[RECORDS FOR THE EXERCISE]

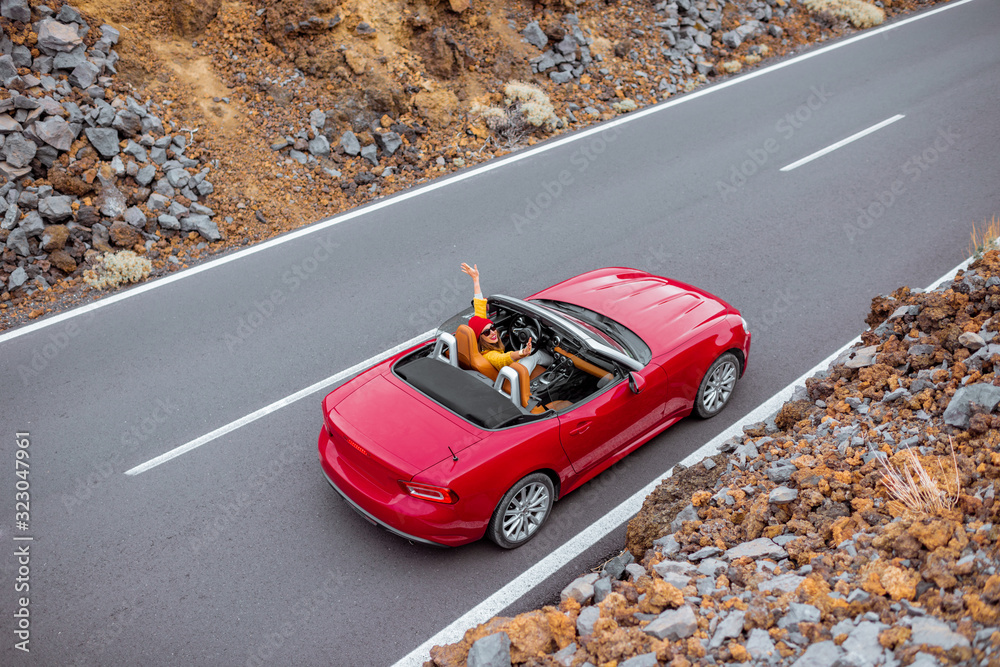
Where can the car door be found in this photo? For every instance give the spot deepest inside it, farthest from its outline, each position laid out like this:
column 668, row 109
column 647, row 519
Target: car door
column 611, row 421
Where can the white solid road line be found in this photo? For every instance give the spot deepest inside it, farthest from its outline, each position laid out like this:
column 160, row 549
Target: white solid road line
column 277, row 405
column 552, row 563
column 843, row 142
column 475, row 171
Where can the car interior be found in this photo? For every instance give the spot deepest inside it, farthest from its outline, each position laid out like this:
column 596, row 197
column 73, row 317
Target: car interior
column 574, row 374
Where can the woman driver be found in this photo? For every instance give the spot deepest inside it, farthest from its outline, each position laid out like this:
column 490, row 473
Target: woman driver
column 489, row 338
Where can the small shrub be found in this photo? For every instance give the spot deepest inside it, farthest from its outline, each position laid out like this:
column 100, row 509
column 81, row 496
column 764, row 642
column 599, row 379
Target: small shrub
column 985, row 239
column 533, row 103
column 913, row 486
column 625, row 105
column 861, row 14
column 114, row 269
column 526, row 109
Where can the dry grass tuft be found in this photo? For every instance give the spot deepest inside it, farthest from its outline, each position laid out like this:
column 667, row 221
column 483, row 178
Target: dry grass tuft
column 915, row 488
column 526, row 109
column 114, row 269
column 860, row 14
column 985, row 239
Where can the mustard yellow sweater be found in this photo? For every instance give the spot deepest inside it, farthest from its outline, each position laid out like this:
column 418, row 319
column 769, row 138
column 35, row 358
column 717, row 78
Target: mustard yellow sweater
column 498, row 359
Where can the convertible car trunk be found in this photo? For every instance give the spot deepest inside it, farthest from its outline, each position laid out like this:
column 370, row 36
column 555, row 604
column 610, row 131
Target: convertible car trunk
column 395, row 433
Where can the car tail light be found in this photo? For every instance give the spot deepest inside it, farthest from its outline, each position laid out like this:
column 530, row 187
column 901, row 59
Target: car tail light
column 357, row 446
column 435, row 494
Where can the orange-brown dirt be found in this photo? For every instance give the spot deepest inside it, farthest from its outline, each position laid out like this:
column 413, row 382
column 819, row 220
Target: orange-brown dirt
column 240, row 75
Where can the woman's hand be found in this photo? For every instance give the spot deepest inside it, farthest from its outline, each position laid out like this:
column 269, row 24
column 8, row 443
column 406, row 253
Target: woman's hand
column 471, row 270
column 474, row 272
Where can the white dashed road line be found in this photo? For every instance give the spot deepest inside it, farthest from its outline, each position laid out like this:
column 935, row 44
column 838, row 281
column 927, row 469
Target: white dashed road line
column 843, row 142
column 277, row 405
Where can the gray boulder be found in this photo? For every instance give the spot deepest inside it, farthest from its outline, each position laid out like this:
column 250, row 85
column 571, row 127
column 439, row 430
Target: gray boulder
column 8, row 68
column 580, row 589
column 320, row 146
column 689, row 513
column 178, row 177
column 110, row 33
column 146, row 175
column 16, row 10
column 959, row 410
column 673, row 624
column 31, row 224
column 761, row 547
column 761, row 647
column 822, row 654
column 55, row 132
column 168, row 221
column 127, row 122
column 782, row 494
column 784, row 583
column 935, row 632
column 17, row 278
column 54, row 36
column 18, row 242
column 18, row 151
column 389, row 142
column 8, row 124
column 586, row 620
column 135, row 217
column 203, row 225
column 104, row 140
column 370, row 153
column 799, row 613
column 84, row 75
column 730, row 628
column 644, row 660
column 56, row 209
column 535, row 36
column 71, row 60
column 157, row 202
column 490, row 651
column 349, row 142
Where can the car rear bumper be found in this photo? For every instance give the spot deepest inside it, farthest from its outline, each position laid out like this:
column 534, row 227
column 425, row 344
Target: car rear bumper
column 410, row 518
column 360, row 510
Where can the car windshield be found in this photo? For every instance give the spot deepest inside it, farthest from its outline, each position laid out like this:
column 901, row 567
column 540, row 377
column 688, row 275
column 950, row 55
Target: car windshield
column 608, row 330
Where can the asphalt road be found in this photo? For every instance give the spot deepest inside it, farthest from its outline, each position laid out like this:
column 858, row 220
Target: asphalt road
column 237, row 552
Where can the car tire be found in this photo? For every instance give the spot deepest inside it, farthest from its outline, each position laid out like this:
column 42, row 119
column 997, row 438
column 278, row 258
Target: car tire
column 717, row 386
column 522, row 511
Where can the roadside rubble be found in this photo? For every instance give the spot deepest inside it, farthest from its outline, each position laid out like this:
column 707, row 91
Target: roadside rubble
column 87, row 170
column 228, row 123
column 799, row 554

[/RECORDS FOR THE EXERCISE]

**WHAT YOU SHOULD DO:**
Above are the entries. Quote exactly the lines from the one bearing "column 667, row 221" through the one bearing "column 717, row 78".

**WRITTEN REPLY:**
column 667, row 221
column 483, row 178
Target: dry grass tuft
column 915, row 488
column 526, row 109
column 114, row 269
column 860, row 14
column 985, row 239
Where can the mustard yellow sweater be found in this photo? For every instance give the spot deepest inside it, farthest from its outline, each position laid out like this:
column 418, row 319
column 769, row 138
column 35, row 358
column 717, row 78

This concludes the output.